■ Excerpt to read:
•••••

Written evidence from North East Chamber
of Commerce (NECC) (ARSS 94)
SUMMARY
NECC had serious concerns regarding the process for
establish a Regional Spatial Strategy in the North East.
Housing numbers in this region were overly micro-managed.
The move to integrated regional strategies could
have presented an opportunity to address these concerns if strategies
were sufficiently high level.
The RSS offered some benefits, including avoidance
of wasteful competition between authorities, and ensuring appropriate
land was allocated for development such as renewable energy infrastructure
which often fall foul of "NIMBYism".
NECC has concerns that shifting all planning responsibility
back to the level of the local authority will have negative impacts
for the private sector.
The Government must ensure that neither nationally
nor regionally significant infrastructure development will suffer
planning delays and uncertainties due to changes in planning policy.
DETAILED COMMENTS
NECC had serious concerns about the process required
to establish a Regional Spatial Strategy for the North East, and
the implications this had for the quality of the strategy that
was ultimately produced.

•••••

■ Work instructions: Reproduce the written evidence between "The move to" and "the private sector.", inclusive, substituting "business community" for "private sector". The data below comes from a separate source.

•••••

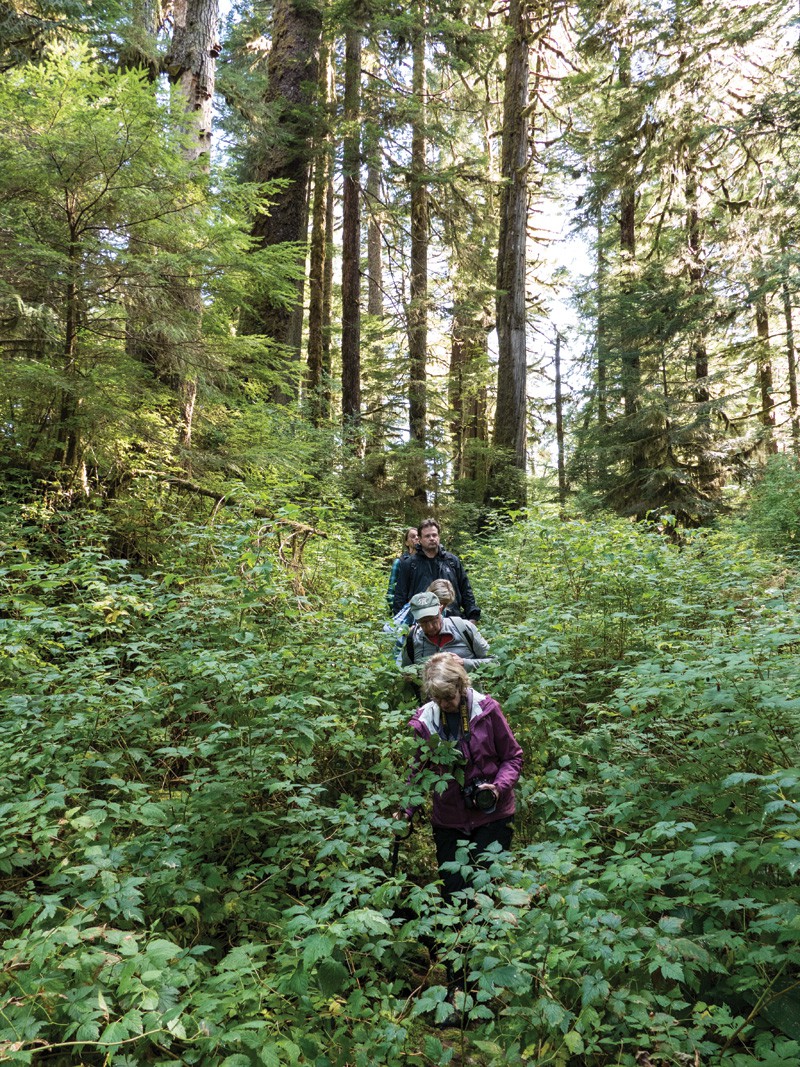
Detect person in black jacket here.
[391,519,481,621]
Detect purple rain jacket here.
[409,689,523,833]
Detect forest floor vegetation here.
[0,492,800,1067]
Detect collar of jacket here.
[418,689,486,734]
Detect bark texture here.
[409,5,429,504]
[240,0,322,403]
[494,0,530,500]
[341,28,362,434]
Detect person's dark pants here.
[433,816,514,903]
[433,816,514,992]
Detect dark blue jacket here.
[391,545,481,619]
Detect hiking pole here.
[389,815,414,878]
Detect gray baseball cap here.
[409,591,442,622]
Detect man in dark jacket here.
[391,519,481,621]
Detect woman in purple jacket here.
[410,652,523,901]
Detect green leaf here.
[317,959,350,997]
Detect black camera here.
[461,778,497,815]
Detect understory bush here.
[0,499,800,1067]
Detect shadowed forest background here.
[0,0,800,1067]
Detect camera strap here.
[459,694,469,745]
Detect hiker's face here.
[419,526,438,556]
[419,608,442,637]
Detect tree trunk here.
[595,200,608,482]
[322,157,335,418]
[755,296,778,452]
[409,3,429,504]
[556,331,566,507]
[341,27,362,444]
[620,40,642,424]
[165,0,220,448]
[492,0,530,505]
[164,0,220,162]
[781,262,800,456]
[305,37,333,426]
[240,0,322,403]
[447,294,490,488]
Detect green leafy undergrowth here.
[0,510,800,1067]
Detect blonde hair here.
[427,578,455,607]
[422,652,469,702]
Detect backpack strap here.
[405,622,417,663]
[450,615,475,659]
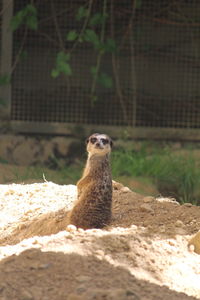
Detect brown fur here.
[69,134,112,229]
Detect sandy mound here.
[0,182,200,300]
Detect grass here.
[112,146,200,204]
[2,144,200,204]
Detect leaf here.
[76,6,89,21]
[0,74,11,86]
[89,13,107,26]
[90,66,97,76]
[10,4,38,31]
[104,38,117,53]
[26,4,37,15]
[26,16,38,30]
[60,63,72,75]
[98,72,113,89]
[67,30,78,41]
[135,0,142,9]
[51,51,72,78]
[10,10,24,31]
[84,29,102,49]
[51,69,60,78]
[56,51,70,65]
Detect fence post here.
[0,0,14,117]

•••••

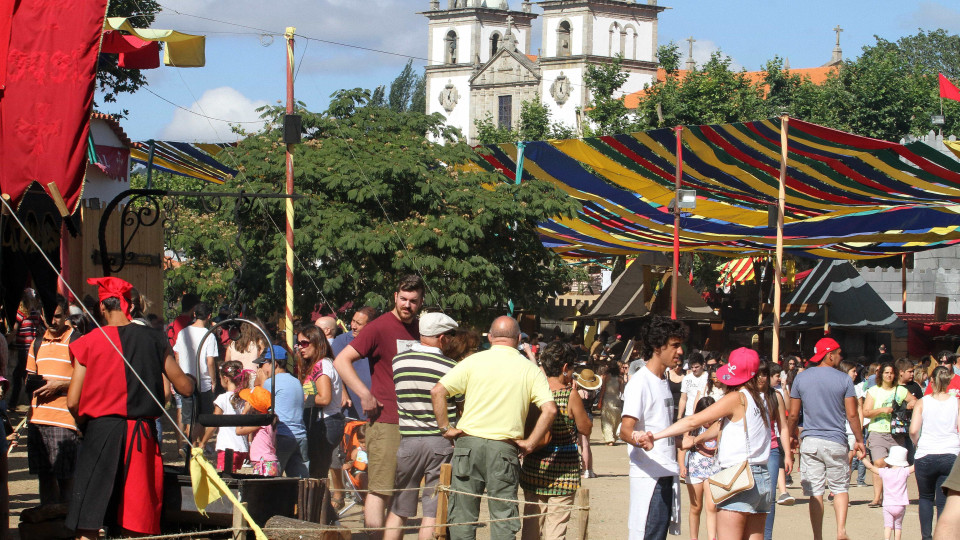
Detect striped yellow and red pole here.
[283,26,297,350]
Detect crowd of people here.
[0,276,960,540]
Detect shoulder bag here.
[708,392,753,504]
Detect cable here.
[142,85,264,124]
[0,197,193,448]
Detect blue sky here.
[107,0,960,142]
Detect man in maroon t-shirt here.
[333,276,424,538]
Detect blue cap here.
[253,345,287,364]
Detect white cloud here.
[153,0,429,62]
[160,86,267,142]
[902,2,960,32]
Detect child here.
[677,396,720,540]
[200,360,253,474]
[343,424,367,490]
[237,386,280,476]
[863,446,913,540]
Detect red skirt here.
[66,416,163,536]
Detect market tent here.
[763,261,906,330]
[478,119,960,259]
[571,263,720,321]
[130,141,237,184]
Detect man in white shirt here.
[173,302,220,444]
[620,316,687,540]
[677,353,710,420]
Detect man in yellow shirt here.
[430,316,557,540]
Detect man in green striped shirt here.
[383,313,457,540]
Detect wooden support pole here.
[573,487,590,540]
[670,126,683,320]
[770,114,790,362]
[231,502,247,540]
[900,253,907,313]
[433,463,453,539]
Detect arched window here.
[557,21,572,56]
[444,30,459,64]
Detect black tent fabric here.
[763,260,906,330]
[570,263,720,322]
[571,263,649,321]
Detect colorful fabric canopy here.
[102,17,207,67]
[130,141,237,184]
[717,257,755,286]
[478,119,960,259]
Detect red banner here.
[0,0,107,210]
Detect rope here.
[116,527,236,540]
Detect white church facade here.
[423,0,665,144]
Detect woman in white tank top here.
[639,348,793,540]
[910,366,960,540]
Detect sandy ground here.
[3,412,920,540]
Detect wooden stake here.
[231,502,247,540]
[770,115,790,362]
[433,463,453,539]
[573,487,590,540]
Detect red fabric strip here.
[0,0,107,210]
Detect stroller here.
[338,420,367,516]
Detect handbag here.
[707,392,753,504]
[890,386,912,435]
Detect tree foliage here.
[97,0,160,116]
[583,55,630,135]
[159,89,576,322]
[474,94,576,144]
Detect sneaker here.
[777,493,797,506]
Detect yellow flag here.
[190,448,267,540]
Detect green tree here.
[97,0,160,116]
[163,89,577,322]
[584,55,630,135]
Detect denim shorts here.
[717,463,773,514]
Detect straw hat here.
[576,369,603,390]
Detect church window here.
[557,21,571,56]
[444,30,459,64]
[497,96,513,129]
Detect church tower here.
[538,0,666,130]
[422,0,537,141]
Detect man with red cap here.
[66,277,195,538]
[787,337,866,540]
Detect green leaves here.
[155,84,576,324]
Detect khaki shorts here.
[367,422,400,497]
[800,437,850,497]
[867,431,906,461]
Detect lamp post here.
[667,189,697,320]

•••••

■ Output of the task:
The move to integrated regional strategies could
have presented an opportunity to address these concerns if strategies
were sufficiently high level.
The RSS offered some benefits, including avoidance
of wasteful competition between authorities, and ensuring appropriate
land was allocated for development such as renewable energy infrastructure
which often fall foul of "NIMBYism".
NECC has concerns that shifting all planning responsibility
back to the level of the local authority will have negative impacts
for the business community.